Tile Museum (Karatay Medresisi)
This old madrassa (theological college) was founded in 1251 by the Seljuk emir Celaleddin Karatay. The building was recently restored and is now an impressive museum showcasing Seljuk enamel tile work. Although touring a tile museum may sound like a rather niche tourist attraction, the sheer beauty of the building makes this one of the top things to do on a Konya sightseeing itinerary. Its internal walls are covered in gorgeous examples of Seljuk tiling and there are also ceramic exhibits of excavated finds from nearby archaeological sites. In the left-hand room is the tomb of Celaleddin Karatay
Museum of Wooden and Stone Carving (Ince Minare Medrese)
The Ince Minareli Medrese (Seminary of the Slender Minaret) lost the minaret in its name when it was struck by lightning in 1905. The madrassa was built in 1260 for the Seljuk vizier Sahip Ata, and the design features richly-sculpted decoration on the portal. The building is now a museum, with a large collection of Seljuk-era wooden and stone sculptures that include animal reliefs (despite depictions of animals and humans being banned by Islamic law) from the old city walls.
Built on the site of Konya’s former citadel, this park, right in the city center, is the place where Konya locals come to promenade in the evening and sip tea in the gardens. At the foot of the incline up the hill, are the excavation site of Alaeddin Kaykobad’s palace and the remains of the old city wall. On top of the hill is the Alaeddin Camii, built in the 13th century. It was built as a pillared mosque according to Arabic design, with a wooden ceiling supported by 42 antique columns.

○ ○ ○ ○ ○

- PROBLEM STATEMENT
Duplicate, word for word, the portion of the Konya sightseeing text starting with "This old madrassa" and going on through "(Ince Minare Medrese)".

- PROVIDED MATERIAL
○ ○ ○ ○ ○

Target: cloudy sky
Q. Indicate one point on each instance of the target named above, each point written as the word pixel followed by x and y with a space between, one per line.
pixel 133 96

○ ○ ○ ○ ○

- EXPECTED ANSWER
This old madrassa (theological college) was founded in 1251 by the Seljuk emir Celaleddin Karatay. The building was recently restored and is now an impressive museum showcasing Seljuk enamel tile work. Although touring a tile museum may sound like a rather niche tourist attraction, the sheer beauty of the building makes this one of the top things to do on a Konya sightseeing itinerary. Its internal walls are covered in gorgeous examples of Seljuk tiling and there are also ceramic exhibits of excavated finds from nearby archaeological sites. In the left-hand room is the tomb of Celaleddin Karatay
Museum of Wooden and Stone Carving (Ince Minare Medrese)